Records excerpted from a collection

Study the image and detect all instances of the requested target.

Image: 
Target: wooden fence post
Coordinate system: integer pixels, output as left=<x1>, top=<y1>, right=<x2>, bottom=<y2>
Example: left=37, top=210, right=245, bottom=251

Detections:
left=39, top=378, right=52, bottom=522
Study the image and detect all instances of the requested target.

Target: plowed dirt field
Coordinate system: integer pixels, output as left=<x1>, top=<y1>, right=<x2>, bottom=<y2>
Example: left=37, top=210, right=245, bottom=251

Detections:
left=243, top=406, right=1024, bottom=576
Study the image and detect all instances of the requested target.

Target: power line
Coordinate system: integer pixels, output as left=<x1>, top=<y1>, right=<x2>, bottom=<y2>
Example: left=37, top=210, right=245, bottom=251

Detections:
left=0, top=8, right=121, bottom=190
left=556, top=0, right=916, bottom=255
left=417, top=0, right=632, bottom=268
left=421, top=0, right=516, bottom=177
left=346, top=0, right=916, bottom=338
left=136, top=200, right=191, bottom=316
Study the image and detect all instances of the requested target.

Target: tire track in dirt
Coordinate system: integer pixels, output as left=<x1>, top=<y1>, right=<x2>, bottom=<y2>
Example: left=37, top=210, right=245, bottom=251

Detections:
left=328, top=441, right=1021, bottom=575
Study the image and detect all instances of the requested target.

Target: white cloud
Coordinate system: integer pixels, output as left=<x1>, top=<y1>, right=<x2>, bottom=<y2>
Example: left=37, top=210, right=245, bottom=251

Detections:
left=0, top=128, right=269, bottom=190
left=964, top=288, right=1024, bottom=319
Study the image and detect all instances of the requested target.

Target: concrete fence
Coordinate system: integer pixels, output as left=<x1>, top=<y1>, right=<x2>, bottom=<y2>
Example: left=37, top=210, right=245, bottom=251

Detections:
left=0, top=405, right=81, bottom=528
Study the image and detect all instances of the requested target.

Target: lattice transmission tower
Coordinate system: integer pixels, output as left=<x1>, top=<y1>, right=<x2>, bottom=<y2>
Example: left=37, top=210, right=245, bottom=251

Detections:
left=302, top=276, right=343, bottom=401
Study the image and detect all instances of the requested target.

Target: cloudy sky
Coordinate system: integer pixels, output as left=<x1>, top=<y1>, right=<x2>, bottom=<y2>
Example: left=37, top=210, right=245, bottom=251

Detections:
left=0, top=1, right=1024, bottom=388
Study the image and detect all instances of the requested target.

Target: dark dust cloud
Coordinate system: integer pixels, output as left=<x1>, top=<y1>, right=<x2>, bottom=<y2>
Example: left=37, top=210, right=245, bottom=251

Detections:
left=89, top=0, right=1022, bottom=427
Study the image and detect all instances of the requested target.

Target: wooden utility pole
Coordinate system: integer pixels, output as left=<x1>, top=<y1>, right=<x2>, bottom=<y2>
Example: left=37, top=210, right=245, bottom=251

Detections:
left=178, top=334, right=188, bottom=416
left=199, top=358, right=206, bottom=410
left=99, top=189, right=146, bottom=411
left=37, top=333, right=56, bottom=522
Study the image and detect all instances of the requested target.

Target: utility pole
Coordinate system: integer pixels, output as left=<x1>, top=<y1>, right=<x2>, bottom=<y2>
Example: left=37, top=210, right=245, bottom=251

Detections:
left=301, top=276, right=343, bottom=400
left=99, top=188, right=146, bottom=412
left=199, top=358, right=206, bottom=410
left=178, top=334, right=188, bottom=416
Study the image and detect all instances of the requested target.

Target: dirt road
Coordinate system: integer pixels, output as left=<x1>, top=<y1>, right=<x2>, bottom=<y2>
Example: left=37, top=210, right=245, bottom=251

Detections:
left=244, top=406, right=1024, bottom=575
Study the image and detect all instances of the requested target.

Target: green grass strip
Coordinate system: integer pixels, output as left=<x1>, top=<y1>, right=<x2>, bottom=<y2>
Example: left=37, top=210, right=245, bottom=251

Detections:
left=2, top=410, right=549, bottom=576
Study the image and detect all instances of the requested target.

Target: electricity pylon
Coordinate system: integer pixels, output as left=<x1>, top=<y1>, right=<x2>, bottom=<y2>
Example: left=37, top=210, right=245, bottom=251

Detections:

▶ Task details
Show every line of the material that contains the string "fence".

▶ Complete response
Target: wooden fence post
Target: concrete fence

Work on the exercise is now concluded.